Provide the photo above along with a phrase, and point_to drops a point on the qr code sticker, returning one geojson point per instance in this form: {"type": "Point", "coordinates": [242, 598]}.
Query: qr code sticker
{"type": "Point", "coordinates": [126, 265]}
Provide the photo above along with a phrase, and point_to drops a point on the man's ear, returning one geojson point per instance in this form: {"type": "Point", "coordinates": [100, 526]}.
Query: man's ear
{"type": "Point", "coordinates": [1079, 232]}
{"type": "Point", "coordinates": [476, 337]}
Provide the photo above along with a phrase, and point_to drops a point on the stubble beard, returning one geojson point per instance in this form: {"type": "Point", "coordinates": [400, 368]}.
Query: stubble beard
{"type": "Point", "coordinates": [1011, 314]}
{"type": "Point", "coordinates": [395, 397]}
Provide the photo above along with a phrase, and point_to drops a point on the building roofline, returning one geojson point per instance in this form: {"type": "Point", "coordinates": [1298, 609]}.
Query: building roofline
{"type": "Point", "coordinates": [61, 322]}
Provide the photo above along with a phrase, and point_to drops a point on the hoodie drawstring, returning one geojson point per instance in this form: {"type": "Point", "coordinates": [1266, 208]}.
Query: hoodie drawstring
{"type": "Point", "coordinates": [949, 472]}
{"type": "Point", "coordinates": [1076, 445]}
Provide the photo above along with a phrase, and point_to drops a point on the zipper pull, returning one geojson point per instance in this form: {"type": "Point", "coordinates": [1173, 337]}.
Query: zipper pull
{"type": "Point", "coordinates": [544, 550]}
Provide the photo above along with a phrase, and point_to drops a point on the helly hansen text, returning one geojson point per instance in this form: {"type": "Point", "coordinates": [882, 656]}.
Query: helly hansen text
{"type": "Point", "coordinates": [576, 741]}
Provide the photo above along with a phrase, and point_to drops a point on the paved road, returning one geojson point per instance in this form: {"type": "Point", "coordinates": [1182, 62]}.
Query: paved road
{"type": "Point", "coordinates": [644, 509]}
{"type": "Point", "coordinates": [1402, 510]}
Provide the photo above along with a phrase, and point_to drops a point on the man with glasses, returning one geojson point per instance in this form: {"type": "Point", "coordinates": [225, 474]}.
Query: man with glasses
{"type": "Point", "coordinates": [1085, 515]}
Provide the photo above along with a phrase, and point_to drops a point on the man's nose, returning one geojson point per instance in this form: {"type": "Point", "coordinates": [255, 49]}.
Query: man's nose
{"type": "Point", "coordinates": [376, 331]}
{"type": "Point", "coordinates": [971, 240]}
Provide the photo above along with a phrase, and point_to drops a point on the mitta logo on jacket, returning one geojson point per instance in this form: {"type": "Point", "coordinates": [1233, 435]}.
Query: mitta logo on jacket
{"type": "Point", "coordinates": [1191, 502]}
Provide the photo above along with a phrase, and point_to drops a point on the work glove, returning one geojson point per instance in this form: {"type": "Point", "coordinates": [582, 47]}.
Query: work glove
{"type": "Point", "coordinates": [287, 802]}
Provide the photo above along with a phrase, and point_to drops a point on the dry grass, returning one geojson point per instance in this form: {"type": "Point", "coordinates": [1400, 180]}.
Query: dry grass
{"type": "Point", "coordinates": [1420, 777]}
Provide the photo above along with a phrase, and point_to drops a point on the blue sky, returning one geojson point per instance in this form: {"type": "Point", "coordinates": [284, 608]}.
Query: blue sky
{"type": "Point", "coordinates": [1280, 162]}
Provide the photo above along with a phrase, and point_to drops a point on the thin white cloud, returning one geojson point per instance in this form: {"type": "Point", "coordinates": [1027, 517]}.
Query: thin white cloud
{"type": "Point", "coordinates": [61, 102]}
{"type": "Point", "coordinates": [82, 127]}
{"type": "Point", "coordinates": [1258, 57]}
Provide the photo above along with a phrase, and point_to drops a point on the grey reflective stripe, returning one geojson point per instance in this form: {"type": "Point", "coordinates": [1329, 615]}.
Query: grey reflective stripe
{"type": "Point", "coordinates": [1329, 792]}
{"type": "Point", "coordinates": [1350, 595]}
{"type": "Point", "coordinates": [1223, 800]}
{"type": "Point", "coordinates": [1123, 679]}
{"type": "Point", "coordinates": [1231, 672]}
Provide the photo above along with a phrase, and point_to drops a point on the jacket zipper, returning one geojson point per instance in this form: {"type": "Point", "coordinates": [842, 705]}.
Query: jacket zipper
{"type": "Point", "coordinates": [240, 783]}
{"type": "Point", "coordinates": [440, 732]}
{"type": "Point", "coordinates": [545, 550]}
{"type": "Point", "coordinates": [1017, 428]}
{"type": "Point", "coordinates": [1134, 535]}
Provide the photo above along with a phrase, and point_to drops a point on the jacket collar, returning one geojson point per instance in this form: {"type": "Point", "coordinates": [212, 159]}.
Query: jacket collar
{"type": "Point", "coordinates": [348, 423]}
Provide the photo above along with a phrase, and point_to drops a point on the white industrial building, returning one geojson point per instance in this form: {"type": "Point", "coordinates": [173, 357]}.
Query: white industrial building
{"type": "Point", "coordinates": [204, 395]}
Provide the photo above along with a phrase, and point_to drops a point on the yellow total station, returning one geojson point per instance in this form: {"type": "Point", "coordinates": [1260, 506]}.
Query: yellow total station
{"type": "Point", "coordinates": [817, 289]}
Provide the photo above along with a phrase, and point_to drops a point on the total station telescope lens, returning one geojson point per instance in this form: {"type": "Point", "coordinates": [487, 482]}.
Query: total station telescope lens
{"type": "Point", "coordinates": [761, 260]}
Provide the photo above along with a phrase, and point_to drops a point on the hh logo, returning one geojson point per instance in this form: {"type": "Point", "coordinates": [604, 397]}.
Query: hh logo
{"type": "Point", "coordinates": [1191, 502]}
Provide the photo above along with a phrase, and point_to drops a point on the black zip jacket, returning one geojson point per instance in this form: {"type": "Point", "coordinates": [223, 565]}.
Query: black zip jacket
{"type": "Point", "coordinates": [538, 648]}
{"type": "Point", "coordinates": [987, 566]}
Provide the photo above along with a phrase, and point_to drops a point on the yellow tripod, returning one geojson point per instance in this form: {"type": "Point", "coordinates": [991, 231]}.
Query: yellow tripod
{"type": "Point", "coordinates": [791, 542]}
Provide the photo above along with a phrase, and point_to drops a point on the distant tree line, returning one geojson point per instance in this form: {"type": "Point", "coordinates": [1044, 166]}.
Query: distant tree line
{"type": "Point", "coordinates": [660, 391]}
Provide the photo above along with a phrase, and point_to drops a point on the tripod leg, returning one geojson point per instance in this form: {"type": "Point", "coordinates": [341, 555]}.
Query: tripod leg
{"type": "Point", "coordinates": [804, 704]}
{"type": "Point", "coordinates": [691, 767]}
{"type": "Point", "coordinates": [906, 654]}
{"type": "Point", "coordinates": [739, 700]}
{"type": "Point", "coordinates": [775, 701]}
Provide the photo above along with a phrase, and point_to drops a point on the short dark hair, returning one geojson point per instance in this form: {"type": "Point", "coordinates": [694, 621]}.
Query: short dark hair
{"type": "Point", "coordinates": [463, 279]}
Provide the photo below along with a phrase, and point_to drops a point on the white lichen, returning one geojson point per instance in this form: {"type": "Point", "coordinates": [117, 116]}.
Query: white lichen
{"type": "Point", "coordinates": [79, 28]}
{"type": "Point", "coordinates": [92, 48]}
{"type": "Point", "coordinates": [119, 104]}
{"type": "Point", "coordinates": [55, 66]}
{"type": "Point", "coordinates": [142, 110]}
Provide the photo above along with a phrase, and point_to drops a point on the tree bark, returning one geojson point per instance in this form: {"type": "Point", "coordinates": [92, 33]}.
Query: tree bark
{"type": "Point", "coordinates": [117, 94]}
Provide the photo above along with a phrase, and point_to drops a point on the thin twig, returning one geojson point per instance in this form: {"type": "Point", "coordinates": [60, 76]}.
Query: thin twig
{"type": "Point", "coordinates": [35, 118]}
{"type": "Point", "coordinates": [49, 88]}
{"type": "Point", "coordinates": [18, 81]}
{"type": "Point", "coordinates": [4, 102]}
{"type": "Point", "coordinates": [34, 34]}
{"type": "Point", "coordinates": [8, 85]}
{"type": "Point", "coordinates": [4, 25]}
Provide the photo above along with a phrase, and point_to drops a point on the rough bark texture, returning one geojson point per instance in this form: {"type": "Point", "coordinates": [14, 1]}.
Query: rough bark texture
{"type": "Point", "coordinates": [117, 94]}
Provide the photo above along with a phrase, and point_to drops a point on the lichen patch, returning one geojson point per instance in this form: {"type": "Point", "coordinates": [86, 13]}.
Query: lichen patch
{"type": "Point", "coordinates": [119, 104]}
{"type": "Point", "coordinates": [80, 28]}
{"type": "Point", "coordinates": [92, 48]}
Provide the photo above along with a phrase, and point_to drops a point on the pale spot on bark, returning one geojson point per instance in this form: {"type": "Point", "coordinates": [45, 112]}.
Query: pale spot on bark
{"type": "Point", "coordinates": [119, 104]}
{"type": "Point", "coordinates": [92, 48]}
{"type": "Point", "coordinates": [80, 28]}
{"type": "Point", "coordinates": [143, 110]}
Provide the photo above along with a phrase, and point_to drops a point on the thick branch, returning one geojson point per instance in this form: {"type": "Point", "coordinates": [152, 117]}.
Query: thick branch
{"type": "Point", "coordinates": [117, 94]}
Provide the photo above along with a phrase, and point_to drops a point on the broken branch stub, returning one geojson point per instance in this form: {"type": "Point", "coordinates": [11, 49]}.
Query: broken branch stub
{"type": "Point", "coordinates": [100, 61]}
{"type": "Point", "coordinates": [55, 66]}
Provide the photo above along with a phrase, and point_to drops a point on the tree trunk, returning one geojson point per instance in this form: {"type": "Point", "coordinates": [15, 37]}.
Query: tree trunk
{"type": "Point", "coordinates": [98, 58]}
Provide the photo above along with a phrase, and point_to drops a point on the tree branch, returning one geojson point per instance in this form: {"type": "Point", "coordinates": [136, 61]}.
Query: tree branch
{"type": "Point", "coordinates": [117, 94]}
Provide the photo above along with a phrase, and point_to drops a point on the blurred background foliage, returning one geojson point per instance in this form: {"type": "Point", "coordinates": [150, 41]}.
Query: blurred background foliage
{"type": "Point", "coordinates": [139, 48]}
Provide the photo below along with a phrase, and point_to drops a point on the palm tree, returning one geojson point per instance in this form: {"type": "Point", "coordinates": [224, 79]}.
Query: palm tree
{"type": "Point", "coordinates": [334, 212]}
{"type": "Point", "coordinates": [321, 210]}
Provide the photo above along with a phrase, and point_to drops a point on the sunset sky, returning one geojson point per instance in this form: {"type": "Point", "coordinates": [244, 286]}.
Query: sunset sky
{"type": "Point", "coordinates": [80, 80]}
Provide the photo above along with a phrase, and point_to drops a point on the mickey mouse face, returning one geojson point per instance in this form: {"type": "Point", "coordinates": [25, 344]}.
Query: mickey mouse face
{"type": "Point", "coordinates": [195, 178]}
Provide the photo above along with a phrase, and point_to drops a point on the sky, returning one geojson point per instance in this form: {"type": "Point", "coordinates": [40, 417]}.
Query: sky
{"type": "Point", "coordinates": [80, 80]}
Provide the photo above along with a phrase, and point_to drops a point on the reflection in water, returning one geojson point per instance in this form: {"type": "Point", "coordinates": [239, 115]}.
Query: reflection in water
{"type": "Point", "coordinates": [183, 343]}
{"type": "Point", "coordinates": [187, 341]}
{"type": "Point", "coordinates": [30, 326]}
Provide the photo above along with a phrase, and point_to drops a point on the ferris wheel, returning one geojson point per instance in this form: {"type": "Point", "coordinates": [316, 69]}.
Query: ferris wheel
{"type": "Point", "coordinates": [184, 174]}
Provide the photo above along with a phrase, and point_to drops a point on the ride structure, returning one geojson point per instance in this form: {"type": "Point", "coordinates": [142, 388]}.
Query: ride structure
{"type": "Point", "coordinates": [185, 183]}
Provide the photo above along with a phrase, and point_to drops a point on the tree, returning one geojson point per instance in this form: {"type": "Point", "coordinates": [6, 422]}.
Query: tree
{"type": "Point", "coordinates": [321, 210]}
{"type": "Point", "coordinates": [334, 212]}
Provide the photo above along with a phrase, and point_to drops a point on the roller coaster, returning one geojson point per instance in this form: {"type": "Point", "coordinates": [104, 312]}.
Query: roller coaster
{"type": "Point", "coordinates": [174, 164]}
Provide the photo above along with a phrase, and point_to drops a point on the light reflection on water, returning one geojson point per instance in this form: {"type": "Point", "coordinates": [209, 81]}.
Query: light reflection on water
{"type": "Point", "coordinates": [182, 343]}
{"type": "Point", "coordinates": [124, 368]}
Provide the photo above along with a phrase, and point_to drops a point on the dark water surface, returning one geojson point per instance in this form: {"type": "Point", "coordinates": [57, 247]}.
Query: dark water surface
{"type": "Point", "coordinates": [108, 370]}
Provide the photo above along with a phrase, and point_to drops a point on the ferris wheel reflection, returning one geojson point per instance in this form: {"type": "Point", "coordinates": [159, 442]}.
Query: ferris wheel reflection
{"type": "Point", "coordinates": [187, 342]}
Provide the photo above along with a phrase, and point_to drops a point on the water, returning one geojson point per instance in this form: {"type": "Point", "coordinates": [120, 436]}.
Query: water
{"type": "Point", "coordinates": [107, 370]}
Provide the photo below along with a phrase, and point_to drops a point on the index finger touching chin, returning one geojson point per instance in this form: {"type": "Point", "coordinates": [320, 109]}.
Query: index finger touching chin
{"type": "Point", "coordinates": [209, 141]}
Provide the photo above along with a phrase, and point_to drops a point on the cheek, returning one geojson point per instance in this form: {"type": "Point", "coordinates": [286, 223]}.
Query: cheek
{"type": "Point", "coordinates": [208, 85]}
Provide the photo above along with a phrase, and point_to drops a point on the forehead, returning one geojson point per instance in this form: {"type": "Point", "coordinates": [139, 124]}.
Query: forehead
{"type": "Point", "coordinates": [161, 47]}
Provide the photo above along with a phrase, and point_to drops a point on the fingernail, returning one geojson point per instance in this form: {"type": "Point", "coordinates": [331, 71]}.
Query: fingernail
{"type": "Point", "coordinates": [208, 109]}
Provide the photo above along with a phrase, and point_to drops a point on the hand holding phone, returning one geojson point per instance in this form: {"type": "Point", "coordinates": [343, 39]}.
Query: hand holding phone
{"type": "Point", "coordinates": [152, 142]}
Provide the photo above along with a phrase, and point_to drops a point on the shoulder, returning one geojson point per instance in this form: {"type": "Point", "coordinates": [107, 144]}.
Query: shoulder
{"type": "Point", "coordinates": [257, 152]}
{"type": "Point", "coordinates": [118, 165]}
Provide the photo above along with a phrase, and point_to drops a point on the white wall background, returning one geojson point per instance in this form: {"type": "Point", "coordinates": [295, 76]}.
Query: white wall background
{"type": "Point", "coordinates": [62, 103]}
________________________________________
→ WHAT IS BEING ASKED
Among the records above, find each line containing the string "below" and copy it.

→ WRITTEN SOLUTION
Provide the photo below along with a phrase, and point_to drops a point on the white lichen, returning one geojson point per instance in this form: {"type": "Point", "coordinates": [117, 116]}.
Provide the photo below along with a phrase, and point_to drops a point on the palm tree, returning one geojson point per instance in this form: {"type": "Point", "coordinates": [224, 79]}.
Provide the photo below along with a phrase, and point_to drops a point on the index finger touching chin, returning one geojson point per instance in this form: {"type": "Point", "coordinates": [320, 109]}.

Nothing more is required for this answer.